- _SUPPLIED ENTRIES_
+===+

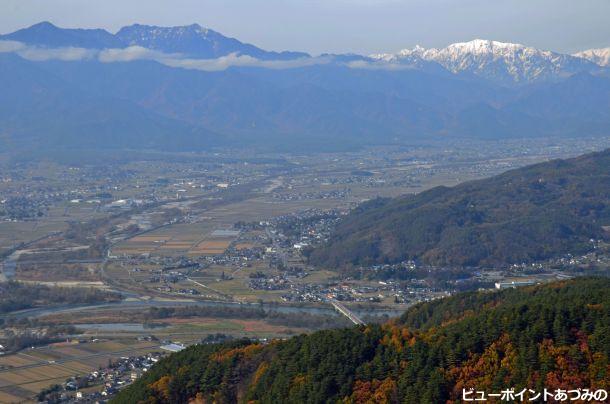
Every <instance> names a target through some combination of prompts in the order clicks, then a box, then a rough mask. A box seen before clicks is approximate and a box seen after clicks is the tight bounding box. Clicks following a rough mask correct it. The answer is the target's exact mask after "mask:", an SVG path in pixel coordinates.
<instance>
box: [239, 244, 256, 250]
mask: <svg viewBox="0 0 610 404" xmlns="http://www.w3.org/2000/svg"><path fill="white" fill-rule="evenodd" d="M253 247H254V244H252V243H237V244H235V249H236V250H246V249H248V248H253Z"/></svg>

+===+

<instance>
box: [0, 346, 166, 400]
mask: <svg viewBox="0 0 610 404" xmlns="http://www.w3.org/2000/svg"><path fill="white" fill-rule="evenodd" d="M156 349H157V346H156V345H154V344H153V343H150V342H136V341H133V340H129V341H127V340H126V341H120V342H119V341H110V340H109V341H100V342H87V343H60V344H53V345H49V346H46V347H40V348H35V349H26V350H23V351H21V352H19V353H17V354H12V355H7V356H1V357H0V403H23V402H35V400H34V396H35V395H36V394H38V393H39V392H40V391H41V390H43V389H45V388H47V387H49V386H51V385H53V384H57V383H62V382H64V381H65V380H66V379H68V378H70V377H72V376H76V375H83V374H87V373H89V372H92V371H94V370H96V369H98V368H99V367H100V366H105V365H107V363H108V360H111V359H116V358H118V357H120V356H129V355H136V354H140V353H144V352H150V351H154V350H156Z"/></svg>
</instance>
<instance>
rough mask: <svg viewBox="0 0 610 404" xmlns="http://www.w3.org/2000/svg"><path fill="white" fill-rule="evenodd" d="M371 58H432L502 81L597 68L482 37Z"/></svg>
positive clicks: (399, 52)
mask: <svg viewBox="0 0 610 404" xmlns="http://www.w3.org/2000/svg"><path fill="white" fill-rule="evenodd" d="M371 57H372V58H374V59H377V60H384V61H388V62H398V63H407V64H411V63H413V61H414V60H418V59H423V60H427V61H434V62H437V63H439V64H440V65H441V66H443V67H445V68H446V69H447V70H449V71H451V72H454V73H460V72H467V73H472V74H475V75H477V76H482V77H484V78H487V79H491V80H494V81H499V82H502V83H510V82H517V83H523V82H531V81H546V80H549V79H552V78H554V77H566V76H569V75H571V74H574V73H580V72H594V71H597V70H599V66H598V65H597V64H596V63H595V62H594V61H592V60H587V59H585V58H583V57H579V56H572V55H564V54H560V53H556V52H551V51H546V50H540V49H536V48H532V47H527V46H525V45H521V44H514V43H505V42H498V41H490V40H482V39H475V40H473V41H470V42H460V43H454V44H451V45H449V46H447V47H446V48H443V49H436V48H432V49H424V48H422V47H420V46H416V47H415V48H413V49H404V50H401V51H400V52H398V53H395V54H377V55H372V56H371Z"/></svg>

+===+

- _YOUR OBJECTIVE_
Wherever "rough" appears in the listing, report the line it is on.

- _WRITTEN ANSWER_
Every <instance> names a target through some combination of prompts in the order clicks, then a box, then a rough mask. A box seen before clicks is approximate and a box seen after clicks is the tight bounding box. Clicks following a rough mask correct it. The answer is the target's exact mask after "mask:", an SVG path in pixel coordinates.
rough mask: <svg viewBox="0 0 610 404" xmlns="http://www.w3.org/2000/svg"><path fill="white" fill-rule="evenodd" d="M371 58H432L502 81L597 68L482 37Z"/></svg>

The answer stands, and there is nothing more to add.